Given exercise 1:
In the thread on parallelism, substitute "gradient matrix" for "jacobian" and write out the passage from "I see. Thanks" up to and including "columns of that.".
Given exercise 2:
Answer the following from the thread on parallelism:
(a) In Answer 1, what is described as high in this context?
(b) In Answer 2, what kind of model may have only a few parameters but many coefficients?
(c) In Answer 3, which function is applied to the model before the jacobian is extracted?

Answer 1 · 2024-09-30T13:26:03.000Z

No, I cannot test on windows.

But note that parallelism is applied over parameters. So if your model has very few coefficients, you wont' see much (if any) difference. Also, parallelism is very hard in this context because the data-passing overhead is high. I have personally not seen that much benefit, except in specific cases, for models with very many parameters.

Answer 2 · 2024-09-30T13:32:08.000Z

I see. Thanks for the response. As a quick follow-on, is the parallelism applied over "parameters" or "coefficients"? My thought is that a model with splines may only have a few parameters but many coefficients.

Just as an FYI, I don't think is parallelizing in a Windows environment. If you have a suggestion on verifying this assessment more analytically, I'm happy to do it for you since you can't test in Windows.

Answer 3 · 2024-09-30T13:35:36.000Z

Sorry: coefficients.

You can extract the jacobian with:

k = comparisons(model)
attr(k, "jacobian")

And the parallelized loop is over the columns of that.

[Image location labeling entries]
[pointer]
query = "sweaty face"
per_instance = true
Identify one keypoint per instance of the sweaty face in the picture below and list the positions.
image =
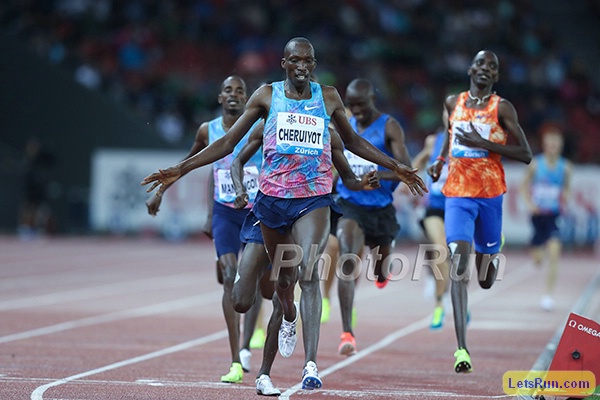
(485, 68)
(299, 62)
(233, 94)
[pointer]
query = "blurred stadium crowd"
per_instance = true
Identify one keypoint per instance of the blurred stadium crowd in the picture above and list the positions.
(164, 60)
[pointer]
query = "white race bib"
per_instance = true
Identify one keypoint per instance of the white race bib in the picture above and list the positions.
(462, 151)
(300, 134)
(359, 165)
(225, 186)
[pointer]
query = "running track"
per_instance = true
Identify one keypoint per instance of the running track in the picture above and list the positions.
(140, 319)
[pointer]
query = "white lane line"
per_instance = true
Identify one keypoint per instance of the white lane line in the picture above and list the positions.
(38, 393)
(474, 297)
(85, 293)
(159, 308)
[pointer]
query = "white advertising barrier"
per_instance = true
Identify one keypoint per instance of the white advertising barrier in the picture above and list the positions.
(579, 224)
(118, 201)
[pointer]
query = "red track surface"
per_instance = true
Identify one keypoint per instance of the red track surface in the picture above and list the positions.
(98, 319)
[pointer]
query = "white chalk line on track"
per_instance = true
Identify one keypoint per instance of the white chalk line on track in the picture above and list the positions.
(38, 393)
(159, 308)
(86, 293)
(476, 297)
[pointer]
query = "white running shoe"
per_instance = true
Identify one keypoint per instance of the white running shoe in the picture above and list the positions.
(310, 377)
(287, 335)
(264, 386)
(245, 356)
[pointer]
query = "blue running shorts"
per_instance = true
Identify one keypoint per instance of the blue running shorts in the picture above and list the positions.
(279, 213)
(226, 225)
(251, 232)
(477, 220)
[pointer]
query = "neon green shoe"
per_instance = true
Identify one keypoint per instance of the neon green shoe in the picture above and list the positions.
(235, 375)
(326, 310)
(463, 361)
(257, 341)
(437, 321)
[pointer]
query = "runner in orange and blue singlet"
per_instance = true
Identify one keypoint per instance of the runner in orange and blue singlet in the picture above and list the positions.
(477, 124)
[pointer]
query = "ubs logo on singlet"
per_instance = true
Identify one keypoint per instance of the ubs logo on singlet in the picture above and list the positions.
(299, 134)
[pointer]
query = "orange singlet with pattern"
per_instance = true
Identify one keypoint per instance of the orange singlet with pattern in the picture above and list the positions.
(475, 172)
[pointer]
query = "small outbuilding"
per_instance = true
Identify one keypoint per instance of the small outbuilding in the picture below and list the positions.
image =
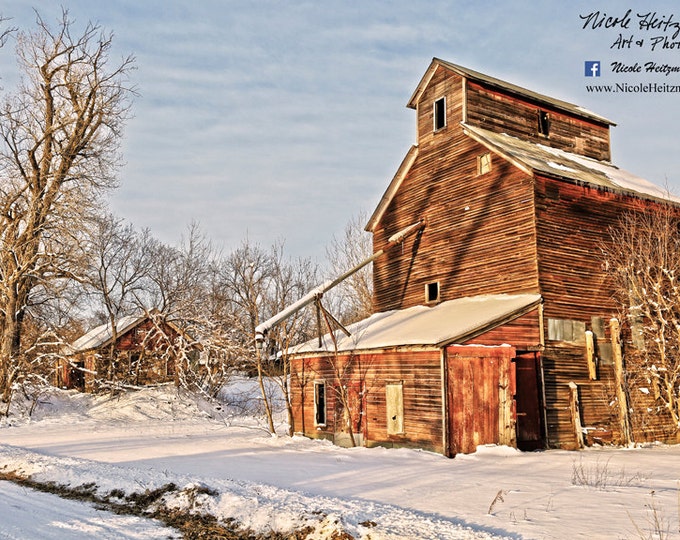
(138, 351)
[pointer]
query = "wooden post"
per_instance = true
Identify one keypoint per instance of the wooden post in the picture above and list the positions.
(624, 421)
(506, 388)
(576, 414)
(590, 355)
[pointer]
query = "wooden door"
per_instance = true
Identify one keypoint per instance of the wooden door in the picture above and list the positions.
(473, 403)
(528, 402)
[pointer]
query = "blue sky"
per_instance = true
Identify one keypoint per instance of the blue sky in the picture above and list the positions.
(280, 120)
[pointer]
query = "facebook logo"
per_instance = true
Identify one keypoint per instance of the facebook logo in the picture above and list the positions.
(592, 68)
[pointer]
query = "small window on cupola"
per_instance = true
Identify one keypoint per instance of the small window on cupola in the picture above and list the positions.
(439, 114)
(543, 123)
(484, 163)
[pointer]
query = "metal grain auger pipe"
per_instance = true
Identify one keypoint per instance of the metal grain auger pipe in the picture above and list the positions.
(317, 292)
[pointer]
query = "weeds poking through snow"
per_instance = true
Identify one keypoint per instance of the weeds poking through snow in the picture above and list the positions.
(498, 498)
(601, 477)
(658, 526)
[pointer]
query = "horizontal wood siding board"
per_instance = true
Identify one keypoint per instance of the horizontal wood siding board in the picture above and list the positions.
(503, 113)
(573, 224)
(479, 236)
(420, 373)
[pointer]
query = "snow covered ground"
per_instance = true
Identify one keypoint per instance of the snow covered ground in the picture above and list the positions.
(147, 439)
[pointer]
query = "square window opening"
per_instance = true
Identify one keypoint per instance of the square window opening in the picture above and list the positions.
(484, 163)
(432, 292)
(440, 114)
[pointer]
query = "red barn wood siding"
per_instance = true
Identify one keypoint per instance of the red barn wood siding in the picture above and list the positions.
(480, 389)
(152, 368)
(499, 112)
(418, 370)
(573, 224)
(480, 231)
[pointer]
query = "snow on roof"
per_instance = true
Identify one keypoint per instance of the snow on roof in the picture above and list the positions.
(504, 85)
(442, 324)
(554, 161)
(99, 336)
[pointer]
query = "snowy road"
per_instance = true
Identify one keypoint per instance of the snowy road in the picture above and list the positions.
(26, 514)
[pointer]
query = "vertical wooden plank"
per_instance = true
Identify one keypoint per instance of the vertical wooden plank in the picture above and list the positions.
(624, 421)
(575, 409)
(590, 355)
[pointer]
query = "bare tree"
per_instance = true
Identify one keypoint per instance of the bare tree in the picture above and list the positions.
(186, 291)
(352, 299)
(116, 274)
(290, 280)
(643, 262)
(59, 140)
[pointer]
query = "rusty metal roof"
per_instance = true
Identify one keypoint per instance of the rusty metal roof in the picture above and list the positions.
(101, 335)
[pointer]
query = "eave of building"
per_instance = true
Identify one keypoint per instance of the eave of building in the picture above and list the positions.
(392, 189)
(505, 87)
(101, 335)
(533, 158)
(425, 327)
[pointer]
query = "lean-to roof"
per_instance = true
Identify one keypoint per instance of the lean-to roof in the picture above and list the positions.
(455, 321)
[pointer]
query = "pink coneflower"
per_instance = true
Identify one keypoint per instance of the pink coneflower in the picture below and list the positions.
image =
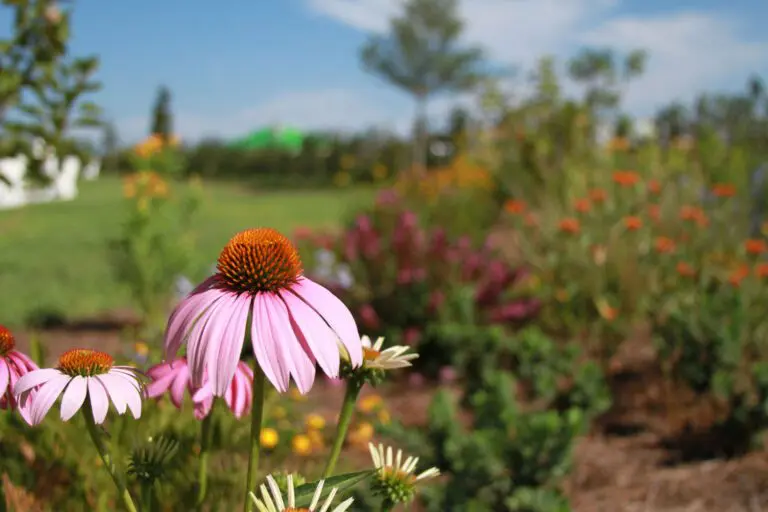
(174, 378)
(81, 373)
(13, 365)
(294, 322)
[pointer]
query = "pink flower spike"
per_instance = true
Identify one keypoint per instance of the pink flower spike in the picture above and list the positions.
(13, 366)
(174, 378)
(80, 374)
(294, 322)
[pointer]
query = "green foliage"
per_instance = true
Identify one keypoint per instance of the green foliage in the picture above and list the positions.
(516, 454)
(37, 64)
(162, 117)
(422, 56)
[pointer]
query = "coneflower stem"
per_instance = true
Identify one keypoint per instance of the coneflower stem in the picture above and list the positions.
(106, 458)
(345, 417)
(206, 428)
(257, 414)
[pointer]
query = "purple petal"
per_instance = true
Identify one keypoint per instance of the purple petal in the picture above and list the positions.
(300, 364)
(206, 331)
(180, 383)
(186, 316)
(73, 397)
(224, 356)
(4, 376)
(335, 313)
(46, 397)
(34, 378)
(265, 348)
(97, 394)
(320, 338)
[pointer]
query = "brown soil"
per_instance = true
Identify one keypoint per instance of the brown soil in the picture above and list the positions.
(635, 460)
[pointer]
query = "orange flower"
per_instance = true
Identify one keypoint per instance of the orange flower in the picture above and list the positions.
(582, 205)
(738, 275)
(626, 178)
(664, 245)
(654, 187)
(598, 195)
(756, 246)
(695, 214)
(514, 206)
(633, 223)
(570, 225)
(685, 270)
(654, 211)
(724, 190)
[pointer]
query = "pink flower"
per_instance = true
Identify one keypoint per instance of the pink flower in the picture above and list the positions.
(294, 322)
(13, 364)
(80, 373)
(238, 396)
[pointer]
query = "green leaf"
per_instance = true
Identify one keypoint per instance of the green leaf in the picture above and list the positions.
(304, 493)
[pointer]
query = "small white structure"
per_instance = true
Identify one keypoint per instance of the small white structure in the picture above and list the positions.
(63, 177)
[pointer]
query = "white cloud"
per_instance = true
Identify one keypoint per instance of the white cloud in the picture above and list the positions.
(689, 51)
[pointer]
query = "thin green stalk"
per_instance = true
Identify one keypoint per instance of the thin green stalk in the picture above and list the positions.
(345, 417)
(106, 458)
(206, 431)
(257, 414)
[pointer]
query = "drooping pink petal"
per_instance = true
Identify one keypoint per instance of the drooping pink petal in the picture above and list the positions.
(335, 313)
(122, 390)
(4, 376)
(265, 349)
(24, 363)
(158, 387)
(224, 356)
(97, 394)
(73, 397)
(34, 378)
(300, 364)
(46, 397)
(208, 330)
(186, 316)
(320, 338)
(180, 383)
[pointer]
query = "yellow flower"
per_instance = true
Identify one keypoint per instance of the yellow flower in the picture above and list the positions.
(269, 438)
(384, 416)
(369, 403)
(314, 422)
(279, 412)
(316, 437)
(301, 444)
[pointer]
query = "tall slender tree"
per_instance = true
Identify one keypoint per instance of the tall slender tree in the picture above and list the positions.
(162, 117)
(423, 56)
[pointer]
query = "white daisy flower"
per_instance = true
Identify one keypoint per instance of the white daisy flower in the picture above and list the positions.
(390, 358)
(272, 500)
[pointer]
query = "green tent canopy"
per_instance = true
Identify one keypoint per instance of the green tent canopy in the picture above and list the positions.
(289, 139)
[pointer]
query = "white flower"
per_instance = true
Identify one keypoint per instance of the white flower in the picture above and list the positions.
(272, 500)
(388, 359)
(395, 467)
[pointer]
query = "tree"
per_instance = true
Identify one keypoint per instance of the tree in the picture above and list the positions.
(162, 119)
(28, 56)
(422, 55)
(597, 70)
(56, 84)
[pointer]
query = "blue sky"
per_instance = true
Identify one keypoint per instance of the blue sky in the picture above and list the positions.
(296, 62)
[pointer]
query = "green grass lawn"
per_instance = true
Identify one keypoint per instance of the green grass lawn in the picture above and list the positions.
(53, 257)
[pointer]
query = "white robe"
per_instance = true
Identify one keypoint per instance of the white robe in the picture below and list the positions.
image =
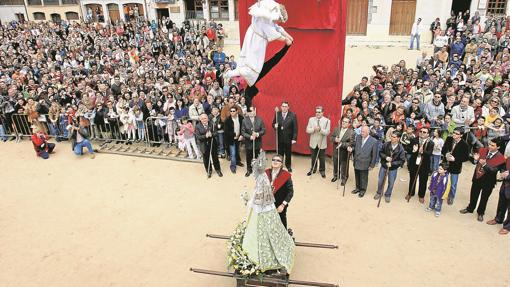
(262, 30)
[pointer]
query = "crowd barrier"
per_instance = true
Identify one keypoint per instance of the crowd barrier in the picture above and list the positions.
(152, 137)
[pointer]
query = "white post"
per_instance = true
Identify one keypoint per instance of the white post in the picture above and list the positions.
(207, 15)
(106, 15)
(231, 10)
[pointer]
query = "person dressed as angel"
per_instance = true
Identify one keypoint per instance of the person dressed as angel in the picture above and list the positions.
(263, 29)
(266, 241)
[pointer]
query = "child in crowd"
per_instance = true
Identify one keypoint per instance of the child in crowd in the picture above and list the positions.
(187, 132)
(171, 126)
(436, 152)
(439, 189)
(140, 125)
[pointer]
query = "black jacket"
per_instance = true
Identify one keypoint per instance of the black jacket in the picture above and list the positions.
(287, 129)
(229, 135)
(460, 153)
(428, 148)
(398, 155)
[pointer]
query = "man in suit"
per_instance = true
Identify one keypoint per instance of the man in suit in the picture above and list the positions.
(318, 128)
(503, 202)
(233, 137)
(456, 152)
(283, 189)
(392, 156)
(488, 163)
(205, 133)
(342, 138)
(285, 124)
(419, 164)
(252, 131)
(365, 155)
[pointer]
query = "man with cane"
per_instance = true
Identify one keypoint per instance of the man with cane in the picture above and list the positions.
(365, 154)
(342, 137)
(205, 132)
(285, 124)
(392, 158)
(252, 131)
(419, 164)
(318, 128)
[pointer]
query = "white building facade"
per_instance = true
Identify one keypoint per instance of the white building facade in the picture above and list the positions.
(12, 10)
(391, 20)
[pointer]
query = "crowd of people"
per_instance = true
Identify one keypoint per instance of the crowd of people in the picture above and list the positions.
(446, 109)
(136, 81)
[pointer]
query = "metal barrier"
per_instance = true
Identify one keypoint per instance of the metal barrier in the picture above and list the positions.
(152, 138)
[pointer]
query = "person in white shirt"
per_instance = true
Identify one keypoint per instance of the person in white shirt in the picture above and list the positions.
(415, 34)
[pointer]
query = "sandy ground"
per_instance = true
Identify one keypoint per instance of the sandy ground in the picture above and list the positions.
(126, 221)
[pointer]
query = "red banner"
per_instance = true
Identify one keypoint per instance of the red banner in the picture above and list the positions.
(311, 73)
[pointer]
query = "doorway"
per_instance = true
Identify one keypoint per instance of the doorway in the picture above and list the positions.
(461, 6)
(357, 17)
(402, 17)
(162, 12)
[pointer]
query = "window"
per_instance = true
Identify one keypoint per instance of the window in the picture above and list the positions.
(219, 9)
(34, 2)
(51, 2)
(39, 16)
(72, 16)
(496, 7)
(12, 2)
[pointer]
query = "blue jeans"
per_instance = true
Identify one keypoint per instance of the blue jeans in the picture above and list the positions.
(392, 175)
(53, 129)
(78, 148)
(453, 189)
(233, 155)
(2, 133)
(434, 163)
(435, 203)
(417, 37)
(221, 147)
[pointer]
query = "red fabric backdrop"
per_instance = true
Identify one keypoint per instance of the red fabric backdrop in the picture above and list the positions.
(311, 73)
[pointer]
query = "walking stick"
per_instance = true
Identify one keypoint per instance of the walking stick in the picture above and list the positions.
(314, 166)
(338, 166)
(346, 171)
(277, 127)
(384, 182)
(210, 156)
(414, 182)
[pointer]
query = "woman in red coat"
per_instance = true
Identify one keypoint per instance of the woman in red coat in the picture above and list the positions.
(41, 145)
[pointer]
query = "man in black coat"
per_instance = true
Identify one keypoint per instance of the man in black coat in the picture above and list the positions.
(419, 164)
(233, 137)
(205, 133)
(283, 189)
(488, 163)
(285, 124)
(456, 152)
(252, 131)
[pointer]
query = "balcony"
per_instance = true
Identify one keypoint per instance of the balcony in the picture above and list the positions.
(11, 2)
(34, 2)
(51, 2)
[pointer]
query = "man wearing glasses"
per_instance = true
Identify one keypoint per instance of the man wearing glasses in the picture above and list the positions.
(233, 137)
(283, 190)
(342, 138)
(318, 128)
(252, 130)
(456, 152)
(285, 124)
(419, 164)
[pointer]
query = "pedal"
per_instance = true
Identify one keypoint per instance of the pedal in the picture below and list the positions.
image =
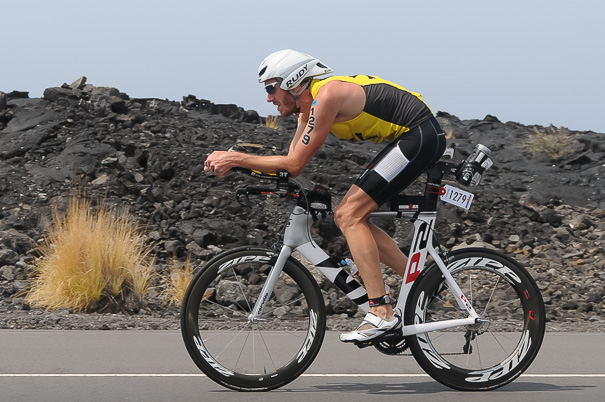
(391, 336)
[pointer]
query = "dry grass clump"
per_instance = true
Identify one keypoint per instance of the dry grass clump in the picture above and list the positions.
(178, 282)
(556, 143)
(92, 260)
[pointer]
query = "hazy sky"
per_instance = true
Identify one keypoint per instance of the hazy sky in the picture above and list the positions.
(530, 61)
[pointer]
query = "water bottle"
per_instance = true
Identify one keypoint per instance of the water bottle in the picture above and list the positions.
(354, 271)
(473, 167)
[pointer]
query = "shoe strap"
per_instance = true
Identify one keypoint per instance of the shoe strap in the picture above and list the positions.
(373, 319)
(380, 301)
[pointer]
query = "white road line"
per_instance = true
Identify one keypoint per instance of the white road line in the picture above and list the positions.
(304, 375)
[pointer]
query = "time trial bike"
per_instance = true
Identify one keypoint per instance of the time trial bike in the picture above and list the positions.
(254, 318)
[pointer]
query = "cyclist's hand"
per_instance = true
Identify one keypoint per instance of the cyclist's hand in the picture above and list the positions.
(220, 163)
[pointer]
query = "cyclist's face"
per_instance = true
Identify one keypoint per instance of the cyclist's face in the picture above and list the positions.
(284, 100)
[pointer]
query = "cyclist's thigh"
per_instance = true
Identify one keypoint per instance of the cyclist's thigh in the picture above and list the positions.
(401, 162)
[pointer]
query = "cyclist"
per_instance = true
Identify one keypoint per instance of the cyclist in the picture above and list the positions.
(360, 107)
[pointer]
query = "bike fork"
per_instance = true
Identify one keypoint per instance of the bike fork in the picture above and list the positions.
(269, 285)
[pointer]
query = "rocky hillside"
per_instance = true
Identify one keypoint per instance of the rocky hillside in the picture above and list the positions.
(147, 155)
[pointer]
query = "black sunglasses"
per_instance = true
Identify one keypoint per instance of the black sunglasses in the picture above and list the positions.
(270, 88)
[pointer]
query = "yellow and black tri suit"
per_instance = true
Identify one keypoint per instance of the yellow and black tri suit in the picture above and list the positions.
(391, 113)
(390, 110)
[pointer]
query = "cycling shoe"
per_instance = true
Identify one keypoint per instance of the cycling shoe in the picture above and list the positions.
(371, 327)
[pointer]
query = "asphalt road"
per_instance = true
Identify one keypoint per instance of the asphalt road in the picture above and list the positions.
(154, 366)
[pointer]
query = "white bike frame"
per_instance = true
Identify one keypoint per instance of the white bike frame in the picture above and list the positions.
(297, 236)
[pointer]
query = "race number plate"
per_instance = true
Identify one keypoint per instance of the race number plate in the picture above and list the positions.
(455, 196)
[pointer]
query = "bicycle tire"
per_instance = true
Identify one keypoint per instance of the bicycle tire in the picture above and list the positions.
(487, 355)
(236, 352)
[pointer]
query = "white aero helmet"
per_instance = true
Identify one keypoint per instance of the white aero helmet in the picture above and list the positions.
(291, 67)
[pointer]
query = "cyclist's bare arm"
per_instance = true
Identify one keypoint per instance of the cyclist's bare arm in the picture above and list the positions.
(305, 144)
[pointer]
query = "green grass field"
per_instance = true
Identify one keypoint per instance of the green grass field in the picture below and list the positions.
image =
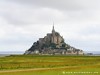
(49, 65)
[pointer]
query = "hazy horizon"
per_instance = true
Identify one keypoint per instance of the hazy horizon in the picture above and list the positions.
(23, 22)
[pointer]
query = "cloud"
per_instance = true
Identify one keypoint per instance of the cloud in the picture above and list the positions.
(24, 21)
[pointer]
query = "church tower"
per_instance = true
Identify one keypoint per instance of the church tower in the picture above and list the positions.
(53, 30)
(53, 34)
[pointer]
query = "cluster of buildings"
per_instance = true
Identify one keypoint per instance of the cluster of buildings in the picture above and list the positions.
(53, 44)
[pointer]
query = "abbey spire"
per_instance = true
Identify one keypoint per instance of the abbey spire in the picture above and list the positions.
(53, 30)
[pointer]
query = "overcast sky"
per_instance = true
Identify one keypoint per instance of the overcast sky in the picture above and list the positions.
(23, 22)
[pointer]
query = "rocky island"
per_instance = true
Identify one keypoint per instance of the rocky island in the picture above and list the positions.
(53, 44)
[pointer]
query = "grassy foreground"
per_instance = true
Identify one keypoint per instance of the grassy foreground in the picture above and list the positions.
(51, 65)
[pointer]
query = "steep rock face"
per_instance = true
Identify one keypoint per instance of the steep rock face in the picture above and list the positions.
(52, 43)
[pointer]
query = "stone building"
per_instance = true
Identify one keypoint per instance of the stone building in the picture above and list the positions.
(53, 43)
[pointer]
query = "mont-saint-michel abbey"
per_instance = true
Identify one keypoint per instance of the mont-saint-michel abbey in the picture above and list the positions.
(53, 44)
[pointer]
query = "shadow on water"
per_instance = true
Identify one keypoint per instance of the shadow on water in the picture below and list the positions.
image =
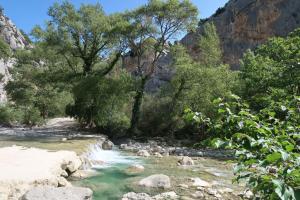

Written solution 1:
I see. Thanks for the response. As a quick follow-on, is the parallelism applied over "parameters" or "coefficients"? My thought is that a model with splines may only have a few parameters but many coefficients.

Just as an FYI, I don't think is parallelizing in a Windows environment. If you have a suggestion on verifying this assessment more analytically, I'm happy to do it for you since you can't test in Windows.

Answer 3 · 2024-09-30T13:35:36.000Z

Sorry: coefficients.

You can extract the gradient matrix with:

k = comparisons(model)
attr(k, "gradient matrix")

And the parallelized loop is over the columns of that.

Written solution 2:
(a) The data-passing overhead.
(b) A model with splines.
(c) comparisons